Stated problem: Skip every line before the one containing "If you could mark the gravel", then copy that line and the rest of the entries below exactly, through the last line.

Material:
· · ·

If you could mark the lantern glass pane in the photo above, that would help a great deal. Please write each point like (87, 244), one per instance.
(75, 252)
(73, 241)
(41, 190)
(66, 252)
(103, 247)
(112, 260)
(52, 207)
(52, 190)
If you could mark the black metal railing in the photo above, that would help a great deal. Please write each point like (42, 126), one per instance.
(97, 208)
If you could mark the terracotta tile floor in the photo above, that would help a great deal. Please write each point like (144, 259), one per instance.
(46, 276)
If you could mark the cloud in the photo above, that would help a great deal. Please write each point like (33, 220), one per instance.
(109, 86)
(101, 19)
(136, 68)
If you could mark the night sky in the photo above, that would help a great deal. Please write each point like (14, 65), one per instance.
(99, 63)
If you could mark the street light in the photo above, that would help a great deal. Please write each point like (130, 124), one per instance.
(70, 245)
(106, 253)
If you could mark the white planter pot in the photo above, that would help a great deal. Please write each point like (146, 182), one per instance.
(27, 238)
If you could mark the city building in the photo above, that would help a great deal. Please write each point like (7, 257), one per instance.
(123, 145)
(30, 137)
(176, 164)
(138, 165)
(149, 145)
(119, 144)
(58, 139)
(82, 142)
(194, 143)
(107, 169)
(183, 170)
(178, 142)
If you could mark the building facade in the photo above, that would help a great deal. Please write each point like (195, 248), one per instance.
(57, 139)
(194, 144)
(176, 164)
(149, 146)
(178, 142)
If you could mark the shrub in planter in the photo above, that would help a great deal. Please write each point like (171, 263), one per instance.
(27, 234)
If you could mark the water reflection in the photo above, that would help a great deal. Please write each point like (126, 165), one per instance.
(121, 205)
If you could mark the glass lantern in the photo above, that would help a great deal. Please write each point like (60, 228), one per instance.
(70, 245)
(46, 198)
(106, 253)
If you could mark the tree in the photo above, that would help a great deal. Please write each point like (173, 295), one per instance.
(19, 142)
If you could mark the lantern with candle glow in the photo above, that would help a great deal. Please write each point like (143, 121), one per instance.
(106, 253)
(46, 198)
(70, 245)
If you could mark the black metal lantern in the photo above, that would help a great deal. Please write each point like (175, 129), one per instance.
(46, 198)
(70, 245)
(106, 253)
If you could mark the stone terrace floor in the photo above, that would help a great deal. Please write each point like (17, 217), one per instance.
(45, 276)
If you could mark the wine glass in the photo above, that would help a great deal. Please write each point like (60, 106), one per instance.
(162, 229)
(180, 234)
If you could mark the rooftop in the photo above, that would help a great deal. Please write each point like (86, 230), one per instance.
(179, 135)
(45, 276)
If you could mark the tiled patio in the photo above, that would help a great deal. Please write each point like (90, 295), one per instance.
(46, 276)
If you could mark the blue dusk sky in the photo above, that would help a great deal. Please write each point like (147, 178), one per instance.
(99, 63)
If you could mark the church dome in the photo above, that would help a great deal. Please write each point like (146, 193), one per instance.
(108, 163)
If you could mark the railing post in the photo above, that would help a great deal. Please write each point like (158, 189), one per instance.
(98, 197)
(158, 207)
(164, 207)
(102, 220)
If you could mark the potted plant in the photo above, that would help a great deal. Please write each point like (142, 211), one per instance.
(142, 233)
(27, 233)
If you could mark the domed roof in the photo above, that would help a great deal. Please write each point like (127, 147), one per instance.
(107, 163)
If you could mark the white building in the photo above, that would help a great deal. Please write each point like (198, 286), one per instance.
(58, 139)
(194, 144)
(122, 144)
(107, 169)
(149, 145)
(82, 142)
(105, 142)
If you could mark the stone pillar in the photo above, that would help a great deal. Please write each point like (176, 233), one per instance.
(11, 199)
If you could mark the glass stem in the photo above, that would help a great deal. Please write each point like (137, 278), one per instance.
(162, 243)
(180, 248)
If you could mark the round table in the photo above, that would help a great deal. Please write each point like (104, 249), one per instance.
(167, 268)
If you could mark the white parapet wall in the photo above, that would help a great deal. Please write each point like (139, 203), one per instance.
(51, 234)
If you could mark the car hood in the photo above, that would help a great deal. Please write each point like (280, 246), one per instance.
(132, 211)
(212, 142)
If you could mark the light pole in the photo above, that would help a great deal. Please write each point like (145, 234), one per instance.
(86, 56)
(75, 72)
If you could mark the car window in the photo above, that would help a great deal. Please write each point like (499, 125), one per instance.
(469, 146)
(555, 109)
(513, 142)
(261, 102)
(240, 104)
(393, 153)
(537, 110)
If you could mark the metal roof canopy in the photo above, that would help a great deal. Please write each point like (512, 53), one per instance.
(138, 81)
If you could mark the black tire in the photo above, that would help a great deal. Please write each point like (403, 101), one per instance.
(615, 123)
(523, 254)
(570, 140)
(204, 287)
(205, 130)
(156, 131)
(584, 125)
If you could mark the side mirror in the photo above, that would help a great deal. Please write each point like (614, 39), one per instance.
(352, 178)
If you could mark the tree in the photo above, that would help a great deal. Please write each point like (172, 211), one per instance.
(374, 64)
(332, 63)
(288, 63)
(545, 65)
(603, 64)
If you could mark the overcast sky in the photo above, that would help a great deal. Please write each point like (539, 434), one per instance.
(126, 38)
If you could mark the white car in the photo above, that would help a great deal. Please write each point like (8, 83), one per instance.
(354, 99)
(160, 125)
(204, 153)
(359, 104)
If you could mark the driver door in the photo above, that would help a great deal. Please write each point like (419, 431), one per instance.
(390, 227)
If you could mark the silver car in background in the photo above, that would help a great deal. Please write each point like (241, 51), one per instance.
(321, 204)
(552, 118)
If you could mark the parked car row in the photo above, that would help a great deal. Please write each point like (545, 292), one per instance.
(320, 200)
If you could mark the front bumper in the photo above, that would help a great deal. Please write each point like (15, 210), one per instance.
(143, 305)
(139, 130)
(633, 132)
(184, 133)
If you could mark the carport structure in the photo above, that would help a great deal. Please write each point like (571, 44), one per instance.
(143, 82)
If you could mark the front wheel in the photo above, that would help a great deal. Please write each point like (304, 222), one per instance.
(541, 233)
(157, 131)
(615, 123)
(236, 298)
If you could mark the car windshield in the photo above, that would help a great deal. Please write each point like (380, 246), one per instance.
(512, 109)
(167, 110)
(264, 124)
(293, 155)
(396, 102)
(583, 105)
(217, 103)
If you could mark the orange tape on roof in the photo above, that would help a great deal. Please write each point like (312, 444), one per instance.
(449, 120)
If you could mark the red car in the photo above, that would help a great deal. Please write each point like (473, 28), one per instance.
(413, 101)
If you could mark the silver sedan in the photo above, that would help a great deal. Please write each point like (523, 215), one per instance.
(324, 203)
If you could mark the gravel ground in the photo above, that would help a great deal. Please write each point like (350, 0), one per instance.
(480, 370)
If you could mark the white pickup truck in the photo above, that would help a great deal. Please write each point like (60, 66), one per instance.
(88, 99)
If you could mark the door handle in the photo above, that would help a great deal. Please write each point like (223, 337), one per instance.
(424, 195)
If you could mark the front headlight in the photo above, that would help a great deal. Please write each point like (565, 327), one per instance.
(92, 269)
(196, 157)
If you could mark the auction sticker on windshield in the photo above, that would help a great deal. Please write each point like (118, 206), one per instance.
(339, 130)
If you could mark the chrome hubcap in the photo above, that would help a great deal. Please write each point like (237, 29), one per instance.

· · ·

The answer:
If you could mark the gravel ground in the photo above, that would help a great deal. Please write each point like (350, 0), one per instance.
(480, 370)
If you could mark the white pickup truck in the photo above, that would help a great deal. Please write each point like (60, 66), one per instance.
(88, 99)
If you could mark the door handle in the photo above, that would help a great deal. Please write each point like (223, 337), one per instance.
(424, 195)
If you could mark the front headlight in the photo above, that would help a great deal. Please write each point like (565, 327), one per instance.
(92, 269)
(196, 157)
If you could mark the auction sticker on windshield in the photo above, that would help a great deal. Please write each point like (118, 206), one per instance.
(339, 130)
If you could mark the chrome hubcap in the photo above, that would help a great deal. Please write each point like (237, 29), one per instance.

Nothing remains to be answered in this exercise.